→ **TO DO**: Update the data below by changing every "one pair to a line" to "each pair on its own line" and leaving everything else as it is. Omit the pictures from your output.

Excerpts from point annotation data
┄┄┄┄┄┄┄┄┄┄
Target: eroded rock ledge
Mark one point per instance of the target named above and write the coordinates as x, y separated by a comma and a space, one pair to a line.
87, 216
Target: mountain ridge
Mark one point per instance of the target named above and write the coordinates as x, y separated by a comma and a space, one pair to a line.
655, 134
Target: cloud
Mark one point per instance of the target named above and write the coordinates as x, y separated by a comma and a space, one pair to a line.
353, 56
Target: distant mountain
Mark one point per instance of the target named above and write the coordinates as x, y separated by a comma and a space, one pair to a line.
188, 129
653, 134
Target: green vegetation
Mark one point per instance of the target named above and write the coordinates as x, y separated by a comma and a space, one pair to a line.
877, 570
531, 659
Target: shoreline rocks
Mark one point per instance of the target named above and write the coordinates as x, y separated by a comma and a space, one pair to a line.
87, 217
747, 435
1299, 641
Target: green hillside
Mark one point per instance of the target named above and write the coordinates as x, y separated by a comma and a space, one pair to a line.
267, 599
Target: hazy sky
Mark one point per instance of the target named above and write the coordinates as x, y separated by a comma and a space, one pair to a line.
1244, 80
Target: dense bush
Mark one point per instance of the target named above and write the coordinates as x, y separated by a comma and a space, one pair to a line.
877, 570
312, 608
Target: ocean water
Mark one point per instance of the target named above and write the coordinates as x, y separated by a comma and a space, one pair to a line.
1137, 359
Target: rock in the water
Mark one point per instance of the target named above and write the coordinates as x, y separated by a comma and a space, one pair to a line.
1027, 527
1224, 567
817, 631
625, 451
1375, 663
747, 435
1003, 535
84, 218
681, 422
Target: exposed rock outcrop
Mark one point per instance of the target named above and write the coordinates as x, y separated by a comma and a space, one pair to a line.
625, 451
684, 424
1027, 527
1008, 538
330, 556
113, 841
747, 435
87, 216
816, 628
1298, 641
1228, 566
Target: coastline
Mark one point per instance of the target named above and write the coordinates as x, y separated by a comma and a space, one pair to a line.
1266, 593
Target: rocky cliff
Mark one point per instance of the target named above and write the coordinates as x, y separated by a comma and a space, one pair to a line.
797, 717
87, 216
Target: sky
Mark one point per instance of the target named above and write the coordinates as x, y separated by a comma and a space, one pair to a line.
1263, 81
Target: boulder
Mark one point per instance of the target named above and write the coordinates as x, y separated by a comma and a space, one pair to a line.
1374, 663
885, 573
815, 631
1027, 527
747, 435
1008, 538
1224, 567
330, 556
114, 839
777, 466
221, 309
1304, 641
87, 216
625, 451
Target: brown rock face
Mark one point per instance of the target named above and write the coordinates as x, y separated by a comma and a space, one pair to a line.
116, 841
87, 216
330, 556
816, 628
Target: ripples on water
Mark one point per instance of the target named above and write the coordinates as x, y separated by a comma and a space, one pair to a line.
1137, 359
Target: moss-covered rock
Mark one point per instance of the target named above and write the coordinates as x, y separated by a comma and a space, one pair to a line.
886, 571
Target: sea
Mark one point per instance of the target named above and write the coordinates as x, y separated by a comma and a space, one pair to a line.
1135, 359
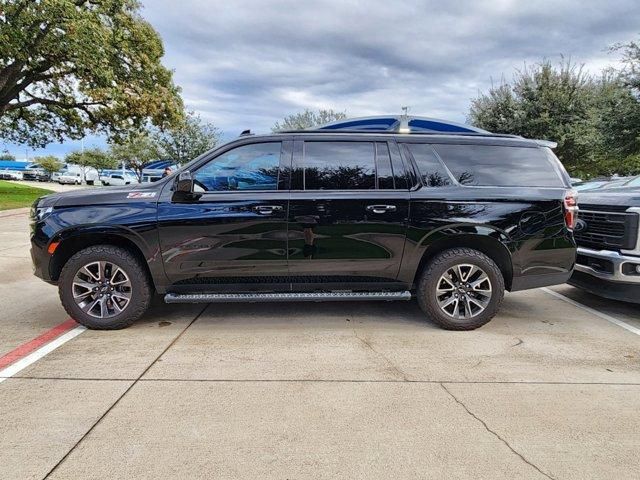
┄┄┄┄┄┄┄┄┄┄
→ **REPLY TO THE EXERCISE**:
Target: eroded rock ledge
Mark one point per instance of the target named above and write the coordinates as x, y separated by a comma and a space, each pair on its own line.
87, 216
Target: mountain ridge
Mark one point per instance of the target named above and write the coordinates as x, y separated by a comma and a space, each pair on its own line.
655, 134
Target: cloud
Mark one point per instance of the target named above and write the coordinates as x, y separated by a comma and a space, each pair on its own line.
353, 56
Target: distant mountain
Mark one point per instance of the target named above and write the coordinates as x, y separated by a comma and a space, each pair on its own line.
188, 129
653, 134
Target: green vegetation
Mark one point per instance of the target named above and write the coordinates as x, y separated by a comma and a space, each pair on its own line.
877, 570
531, 659
Target: shoreline rocks
Mark one point per instance of the target named above and write the coordinates as x, y separated by a comma and a space, each pair on its own line.
87, 217
747, 435
1299, 641
Target: green hillside
Mark one point per instance of the target named above and write the coordinates as x, y separated by a comma and a space, each pair on its own line.
267, 599
Target: hazy sky
Mark one point per instance of the target named above and write the coordinates as x, y separated by a comma and a space, each pair on its own line.
1244, 80
Target: dense bush
Mark one point per instance of the target named above and write the coordinates as x, y separated by a comma and a space, each pair on its own line.
877, 570
312, 608
Target: ocean water
Mark one point per instance of the target named above and write the coordinates as x, y separated by a comma and a space, each pair on its own line.
1137, 359
Target: rock in the water
Mark one point per instance of the target named above and write the coordinates as x, y separated by a comma and a space, each pair on its own line.
1027, 527
1224, 567
817, 631
625, 451
1375, 663
747, 435
1003, 535
84, 218
681, 422
Target: exposed rock outcrop
Mark one point per instance of the target named above and write the coordinates as x, y separated by a comma and a space, each pair on its own line.
625, 451
684, 424
1027, 527
1008, 538
330, 556
113, 841
747, 435
87, 216
816, 628
1298, 641
1228, 566
Target: coastline
Mark one point per instance of the target named above and write the coordinates as x, y separated by a comma and a space, each pair on its own line.
1266, 593
Target: rocky cliff
Mark one point per instance of the target named above and write the coordinates as x, y separated by a comma and a space, each pair on its own line.
797, 717
87, 216
Target: sky
Mark one point per instance of the target named above and write the coordinates as x, y separated by a comma and a space, each pair on its own line.
1263, 81
Target: boulder
Mark one point per instance of the target named above and write the coordinates as x, y separated by a comma and a space, each pair on its own line.
1374, 663
885, 573
815, 631
1027, 527
747, 435
1008, 538
1224, 567
330, 556
114, 839
777, 466
221, 309
1304, 641
87, 216
625, 451
Target: brown rock face
Mark one point per instance of the target named above and write the coordinates as x, y separated by a comma and a space, each pair on its own line.
116, 841
87, 216
330, 556
816, 628
Target: ripples on water
Mark one point per instance of the target named above and write the coordinates as x, y separated by a comma and a space, each pair on its own line.
1137, 359
Target: moss-covered rock
Mark one point per instance of the target named above and write the coordinates as x, y separated by a comma and a space, each pair on its own line.
886, 571
Target: sea
Mark one point per instance of the target named above and write the coordinates as x, y separated by a comma and a space, each pair on its own line.
1135, 359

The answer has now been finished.